--- Data for this exercise Enclosed Below ---

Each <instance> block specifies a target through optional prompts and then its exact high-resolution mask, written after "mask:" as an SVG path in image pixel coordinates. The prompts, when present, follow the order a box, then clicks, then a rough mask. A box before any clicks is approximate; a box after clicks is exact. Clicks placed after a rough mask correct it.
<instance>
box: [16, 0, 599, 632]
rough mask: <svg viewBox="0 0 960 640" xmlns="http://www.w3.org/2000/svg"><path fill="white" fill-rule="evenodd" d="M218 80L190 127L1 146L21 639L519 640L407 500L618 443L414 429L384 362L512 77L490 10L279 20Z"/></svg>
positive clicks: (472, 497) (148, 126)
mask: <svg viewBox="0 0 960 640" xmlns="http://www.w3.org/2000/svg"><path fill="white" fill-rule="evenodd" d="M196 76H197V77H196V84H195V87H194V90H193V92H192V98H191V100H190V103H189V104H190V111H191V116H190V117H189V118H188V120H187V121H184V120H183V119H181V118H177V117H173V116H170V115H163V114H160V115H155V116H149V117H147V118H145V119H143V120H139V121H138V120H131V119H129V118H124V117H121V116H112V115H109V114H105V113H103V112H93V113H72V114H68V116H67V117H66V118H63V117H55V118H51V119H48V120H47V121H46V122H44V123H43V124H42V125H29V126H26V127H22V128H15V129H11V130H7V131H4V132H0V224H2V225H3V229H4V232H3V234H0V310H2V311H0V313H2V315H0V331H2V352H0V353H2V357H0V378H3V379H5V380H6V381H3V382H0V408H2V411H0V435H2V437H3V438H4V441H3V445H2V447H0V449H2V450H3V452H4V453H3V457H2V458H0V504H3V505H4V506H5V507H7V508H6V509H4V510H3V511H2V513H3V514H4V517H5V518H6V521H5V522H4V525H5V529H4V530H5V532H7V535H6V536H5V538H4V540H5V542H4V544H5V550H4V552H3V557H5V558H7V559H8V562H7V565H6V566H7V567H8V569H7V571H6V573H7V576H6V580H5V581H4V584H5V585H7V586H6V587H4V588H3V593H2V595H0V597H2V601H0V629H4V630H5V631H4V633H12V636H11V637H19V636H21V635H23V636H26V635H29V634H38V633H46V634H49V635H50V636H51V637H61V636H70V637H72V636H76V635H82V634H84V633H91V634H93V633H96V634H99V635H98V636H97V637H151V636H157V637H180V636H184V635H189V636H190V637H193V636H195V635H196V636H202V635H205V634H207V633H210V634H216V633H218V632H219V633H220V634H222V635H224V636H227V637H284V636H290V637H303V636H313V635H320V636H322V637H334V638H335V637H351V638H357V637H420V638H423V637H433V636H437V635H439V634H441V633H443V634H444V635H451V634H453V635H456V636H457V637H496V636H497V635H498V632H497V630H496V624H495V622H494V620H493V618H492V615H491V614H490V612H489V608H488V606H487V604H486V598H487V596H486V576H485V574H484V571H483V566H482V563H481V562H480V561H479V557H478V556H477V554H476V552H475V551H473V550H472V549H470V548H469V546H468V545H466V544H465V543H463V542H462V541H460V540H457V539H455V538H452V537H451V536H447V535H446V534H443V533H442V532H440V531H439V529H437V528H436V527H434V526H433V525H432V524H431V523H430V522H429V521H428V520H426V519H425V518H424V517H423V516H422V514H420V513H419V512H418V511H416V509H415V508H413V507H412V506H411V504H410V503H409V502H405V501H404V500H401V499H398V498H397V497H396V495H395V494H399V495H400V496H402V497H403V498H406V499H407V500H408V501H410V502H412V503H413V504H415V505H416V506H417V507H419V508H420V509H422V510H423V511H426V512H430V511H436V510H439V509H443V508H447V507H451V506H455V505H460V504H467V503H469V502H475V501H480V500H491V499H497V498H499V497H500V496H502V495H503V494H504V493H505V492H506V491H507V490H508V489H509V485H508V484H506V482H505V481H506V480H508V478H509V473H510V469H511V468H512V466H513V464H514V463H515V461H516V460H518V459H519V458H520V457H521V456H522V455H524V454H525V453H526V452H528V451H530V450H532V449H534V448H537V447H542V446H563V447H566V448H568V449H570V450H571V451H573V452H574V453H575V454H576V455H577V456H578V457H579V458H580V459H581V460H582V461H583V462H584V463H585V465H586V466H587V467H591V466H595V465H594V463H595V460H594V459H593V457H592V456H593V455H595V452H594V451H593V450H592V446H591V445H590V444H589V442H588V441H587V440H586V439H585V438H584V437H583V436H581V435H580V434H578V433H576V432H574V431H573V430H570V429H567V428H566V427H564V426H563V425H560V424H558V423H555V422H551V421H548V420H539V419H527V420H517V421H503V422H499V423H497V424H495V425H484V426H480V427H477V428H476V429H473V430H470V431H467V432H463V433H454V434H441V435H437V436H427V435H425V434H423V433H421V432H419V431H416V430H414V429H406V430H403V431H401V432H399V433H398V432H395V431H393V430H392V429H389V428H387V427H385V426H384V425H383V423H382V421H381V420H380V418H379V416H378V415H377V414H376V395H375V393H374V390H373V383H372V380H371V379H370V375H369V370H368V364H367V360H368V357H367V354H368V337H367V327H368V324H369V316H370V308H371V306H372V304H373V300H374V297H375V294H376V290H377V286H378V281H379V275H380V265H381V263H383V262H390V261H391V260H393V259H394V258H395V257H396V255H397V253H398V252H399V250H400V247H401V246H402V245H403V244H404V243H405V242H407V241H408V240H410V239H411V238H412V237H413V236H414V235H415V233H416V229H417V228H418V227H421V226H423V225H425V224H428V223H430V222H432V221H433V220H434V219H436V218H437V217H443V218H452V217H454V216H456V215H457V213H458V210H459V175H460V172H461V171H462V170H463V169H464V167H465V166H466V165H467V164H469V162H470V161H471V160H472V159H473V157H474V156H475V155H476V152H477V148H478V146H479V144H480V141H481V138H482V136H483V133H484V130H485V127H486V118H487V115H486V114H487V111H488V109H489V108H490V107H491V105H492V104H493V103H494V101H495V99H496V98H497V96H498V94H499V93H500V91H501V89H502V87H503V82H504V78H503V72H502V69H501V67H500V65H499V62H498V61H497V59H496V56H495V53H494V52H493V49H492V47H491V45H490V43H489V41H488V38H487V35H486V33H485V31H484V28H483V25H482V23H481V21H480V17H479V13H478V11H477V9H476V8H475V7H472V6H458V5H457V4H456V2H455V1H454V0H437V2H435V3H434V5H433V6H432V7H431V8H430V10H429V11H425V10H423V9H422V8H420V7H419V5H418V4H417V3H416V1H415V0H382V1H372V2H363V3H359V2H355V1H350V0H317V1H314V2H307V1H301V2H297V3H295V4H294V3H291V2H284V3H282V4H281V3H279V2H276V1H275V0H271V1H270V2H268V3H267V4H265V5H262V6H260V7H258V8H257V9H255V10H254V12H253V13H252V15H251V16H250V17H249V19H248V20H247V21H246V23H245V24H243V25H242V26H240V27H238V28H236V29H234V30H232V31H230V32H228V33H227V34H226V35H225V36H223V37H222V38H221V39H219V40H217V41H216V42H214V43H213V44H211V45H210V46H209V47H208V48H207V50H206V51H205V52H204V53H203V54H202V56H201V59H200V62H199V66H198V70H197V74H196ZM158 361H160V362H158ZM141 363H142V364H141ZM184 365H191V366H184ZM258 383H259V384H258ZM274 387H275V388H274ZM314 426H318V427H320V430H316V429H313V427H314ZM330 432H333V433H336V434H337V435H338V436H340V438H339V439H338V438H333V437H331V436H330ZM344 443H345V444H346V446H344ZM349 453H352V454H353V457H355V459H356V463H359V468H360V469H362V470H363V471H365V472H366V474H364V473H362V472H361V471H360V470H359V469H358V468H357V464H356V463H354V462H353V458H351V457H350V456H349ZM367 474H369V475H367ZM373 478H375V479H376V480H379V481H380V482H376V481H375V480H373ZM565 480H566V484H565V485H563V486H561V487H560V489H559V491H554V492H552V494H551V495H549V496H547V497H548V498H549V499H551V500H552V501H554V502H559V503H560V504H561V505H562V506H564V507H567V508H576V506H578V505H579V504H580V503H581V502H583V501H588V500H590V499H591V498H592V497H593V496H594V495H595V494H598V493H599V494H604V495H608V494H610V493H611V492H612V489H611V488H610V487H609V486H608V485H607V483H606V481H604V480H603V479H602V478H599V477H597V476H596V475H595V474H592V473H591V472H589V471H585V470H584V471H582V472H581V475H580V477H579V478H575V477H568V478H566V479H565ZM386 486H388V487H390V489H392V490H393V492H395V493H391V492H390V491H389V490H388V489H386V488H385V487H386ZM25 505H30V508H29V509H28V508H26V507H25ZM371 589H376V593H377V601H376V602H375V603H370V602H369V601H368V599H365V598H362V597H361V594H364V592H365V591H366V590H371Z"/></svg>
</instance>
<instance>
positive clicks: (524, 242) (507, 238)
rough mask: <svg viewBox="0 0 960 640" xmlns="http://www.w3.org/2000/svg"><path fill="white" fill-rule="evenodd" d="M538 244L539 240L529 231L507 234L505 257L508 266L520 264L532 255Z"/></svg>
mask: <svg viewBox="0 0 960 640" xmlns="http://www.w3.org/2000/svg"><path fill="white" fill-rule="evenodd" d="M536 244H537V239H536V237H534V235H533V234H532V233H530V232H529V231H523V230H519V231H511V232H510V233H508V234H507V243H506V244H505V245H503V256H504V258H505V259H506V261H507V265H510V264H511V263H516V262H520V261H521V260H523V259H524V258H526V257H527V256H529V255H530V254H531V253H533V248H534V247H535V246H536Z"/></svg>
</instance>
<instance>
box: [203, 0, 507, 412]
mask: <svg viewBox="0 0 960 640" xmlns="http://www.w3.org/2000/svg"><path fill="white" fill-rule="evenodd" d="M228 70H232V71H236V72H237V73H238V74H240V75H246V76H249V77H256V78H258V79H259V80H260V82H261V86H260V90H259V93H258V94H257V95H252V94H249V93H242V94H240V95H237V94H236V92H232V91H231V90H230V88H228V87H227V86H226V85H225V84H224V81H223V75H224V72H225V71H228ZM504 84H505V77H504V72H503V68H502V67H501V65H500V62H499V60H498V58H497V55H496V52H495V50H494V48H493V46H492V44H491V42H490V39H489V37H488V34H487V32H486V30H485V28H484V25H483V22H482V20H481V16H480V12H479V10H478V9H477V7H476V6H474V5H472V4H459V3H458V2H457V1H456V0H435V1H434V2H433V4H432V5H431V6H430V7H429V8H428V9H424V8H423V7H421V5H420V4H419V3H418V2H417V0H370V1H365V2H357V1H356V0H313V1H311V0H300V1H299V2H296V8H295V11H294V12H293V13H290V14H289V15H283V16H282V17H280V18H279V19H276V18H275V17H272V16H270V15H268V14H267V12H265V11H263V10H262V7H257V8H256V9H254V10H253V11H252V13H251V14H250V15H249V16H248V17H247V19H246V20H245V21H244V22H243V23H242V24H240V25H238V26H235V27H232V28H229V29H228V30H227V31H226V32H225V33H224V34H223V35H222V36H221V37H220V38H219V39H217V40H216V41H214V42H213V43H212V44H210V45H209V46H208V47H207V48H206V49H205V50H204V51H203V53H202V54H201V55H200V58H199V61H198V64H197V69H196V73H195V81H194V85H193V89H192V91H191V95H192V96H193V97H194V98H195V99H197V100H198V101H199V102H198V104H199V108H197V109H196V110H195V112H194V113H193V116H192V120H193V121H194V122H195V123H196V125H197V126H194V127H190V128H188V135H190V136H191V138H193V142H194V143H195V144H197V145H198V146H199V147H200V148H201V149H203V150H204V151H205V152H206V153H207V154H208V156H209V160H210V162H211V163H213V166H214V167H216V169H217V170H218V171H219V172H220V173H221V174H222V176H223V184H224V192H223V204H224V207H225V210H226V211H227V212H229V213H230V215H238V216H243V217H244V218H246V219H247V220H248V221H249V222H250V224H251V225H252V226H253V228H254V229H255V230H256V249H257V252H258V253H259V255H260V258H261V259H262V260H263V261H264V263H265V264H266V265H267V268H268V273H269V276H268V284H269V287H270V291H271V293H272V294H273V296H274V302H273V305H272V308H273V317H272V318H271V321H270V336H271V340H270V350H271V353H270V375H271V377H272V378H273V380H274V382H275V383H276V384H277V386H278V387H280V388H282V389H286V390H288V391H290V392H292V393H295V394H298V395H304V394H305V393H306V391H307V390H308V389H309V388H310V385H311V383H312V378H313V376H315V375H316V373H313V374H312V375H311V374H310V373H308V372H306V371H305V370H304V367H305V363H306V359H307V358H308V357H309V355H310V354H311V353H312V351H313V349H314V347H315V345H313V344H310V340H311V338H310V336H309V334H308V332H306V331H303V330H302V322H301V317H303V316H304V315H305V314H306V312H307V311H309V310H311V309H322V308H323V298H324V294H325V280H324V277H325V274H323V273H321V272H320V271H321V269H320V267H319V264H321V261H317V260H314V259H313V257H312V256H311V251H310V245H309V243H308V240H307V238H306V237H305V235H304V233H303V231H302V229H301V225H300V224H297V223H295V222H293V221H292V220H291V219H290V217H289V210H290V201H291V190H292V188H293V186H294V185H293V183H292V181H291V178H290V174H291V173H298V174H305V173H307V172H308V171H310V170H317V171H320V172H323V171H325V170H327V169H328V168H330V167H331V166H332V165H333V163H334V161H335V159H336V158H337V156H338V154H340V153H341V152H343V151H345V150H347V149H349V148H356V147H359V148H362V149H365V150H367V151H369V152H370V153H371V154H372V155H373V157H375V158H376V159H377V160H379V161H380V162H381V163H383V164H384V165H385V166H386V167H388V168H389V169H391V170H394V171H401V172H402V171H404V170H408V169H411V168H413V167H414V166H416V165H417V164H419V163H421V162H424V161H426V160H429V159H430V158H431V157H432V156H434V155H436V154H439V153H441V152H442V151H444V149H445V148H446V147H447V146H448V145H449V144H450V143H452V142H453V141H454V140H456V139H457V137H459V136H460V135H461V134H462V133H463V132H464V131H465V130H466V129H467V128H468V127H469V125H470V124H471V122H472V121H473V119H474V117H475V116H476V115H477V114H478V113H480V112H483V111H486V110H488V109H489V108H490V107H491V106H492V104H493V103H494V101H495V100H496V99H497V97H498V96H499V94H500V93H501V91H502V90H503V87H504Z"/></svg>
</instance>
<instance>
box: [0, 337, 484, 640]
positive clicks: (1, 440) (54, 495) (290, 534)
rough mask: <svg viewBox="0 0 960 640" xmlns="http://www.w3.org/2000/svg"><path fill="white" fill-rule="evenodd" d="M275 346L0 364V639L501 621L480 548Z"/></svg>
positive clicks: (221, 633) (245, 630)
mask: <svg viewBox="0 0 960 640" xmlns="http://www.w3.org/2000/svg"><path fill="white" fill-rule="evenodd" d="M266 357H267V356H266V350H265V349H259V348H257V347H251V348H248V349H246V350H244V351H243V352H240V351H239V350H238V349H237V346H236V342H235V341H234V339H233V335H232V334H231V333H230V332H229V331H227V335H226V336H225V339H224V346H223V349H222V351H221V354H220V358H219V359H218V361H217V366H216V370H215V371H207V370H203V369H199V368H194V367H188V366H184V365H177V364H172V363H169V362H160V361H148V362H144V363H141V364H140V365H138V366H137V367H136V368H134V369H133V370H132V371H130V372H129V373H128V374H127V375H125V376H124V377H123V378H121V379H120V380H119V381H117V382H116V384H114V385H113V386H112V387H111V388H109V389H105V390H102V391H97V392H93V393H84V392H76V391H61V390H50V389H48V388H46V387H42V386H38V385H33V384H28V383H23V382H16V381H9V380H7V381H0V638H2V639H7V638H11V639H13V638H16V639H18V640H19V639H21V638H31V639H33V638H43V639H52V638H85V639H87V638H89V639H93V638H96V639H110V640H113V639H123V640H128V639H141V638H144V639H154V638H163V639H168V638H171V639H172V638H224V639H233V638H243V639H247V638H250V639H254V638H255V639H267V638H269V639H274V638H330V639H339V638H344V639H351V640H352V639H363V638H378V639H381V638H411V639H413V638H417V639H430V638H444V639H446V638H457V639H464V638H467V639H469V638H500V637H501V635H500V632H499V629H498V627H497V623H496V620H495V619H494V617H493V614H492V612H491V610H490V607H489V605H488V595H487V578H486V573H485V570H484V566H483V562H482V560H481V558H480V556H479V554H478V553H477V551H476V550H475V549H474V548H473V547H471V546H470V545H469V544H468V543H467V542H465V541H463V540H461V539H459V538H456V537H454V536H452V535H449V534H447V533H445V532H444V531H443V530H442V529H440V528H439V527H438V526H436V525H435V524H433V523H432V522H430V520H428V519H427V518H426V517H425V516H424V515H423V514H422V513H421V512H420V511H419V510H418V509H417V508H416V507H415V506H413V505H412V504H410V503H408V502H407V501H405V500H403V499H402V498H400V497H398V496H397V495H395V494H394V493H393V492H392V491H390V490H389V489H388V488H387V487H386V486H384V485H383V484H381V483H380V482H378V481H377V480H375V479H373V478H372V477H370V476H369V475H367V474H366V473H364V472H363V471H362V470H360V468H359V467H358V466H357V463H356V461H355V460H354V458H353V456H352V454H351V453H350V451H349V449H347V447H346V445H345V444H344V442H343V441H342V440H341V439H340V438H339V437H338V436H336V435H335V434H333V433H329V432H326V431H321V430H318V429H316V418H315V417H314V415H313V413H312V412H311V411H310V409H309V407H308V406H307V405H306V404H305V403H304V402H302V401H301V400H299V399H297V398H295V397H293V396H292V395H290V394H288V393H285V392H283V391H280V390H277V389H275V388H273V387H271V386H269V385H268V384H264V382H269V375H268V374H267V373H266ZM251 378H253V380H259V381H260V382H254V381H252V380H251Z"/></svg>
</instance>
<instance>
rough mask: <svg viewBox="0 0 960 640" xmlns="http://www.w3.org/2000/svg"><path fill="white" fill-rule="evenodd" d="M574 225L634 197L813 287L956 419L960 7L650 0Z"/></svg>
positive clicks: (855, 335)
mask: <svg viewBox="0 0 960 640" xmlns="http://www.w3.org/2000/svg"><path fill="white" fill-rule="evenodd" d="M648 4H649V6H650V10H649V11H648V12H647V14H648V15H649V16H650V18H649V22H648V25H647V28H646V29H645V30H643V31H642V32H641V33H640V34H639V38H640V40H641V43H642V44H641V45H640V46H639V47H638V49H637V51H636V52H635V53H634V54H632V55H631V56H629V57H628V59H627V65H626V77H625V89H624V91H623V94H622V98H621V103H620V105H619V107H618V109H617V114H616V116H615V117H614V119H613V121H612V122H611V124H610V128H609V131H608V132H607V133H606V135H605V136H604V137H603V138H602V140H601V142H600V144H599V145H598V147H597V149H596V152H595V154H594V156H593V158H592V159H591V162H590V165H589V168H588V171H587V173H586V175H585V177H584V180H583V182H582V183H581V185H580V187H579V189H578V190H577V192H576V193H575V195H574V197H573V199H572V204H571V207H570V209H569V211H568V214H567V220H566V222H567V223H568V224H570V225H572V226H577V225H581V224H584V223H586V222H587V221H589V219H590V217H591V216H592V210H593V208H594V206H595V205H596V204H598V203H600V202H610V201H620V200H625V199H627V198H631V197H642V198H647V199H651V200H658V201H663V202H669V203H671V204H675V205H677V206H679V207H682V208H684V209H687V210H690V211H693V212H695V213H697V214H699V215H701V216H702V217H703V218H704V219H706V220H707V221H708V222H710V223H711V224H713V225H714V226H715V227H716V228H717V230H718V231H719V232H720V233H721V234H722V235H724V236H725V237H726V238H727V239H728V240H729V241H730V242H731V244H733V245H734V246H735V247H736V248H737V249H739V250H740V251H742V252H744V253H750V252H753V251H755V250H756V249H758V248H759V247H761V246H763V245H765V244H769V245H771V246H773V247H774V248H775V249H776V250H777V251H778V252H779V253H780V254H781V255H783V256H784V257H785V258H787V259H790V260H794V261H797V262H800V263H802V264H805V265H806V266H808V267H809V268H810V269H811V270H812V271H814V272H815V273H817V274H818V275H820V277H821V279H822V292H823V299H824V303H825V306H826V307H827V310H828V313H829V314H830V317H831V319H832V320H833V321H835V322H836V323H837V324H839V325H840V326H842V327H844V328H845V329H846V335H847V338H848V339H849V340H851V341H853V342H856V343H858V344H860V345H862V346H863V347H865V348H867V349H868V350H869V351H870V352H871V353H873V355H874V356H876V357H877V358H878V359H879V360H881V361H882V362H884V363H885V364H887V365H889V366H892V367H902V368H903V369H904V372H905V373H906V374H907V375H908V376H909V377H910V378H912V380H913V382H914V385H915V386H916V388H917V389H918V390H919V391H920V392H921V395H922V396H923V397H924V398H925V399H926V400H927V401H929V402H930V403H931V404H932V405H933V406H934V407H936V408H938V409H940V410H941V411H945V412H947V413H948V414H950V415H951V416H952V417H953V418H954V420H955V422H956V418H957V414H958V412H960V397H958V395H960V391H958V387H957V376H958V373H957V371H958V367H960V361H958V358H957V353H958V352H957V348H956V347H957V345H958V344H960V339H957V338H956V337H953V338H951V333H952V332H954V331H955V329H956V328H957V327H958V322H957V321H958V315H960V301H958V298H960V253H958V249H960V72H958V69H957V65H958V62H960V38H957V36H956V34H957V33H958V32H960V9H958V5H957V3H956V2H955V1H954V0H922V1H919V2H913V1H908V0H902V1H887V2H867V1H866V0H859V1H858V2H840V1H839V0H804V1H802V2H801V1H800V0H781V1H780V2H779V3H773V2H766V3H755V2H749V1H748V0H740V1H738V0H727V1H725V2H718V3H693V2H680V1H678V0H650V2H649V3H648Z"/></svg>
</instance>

--- End of Enclosed Data for this exercise ---

Among the lines above, return those that contain the string "positive".

positive clicks: (472, 497) (148, 126)
positive clicks: (524, 242) (507, 238)
positive clicks: (1, 440) (54, 495) (290, 534)
positive clicks: (221, 633) (245, 630)
positive clicks: (855, 335)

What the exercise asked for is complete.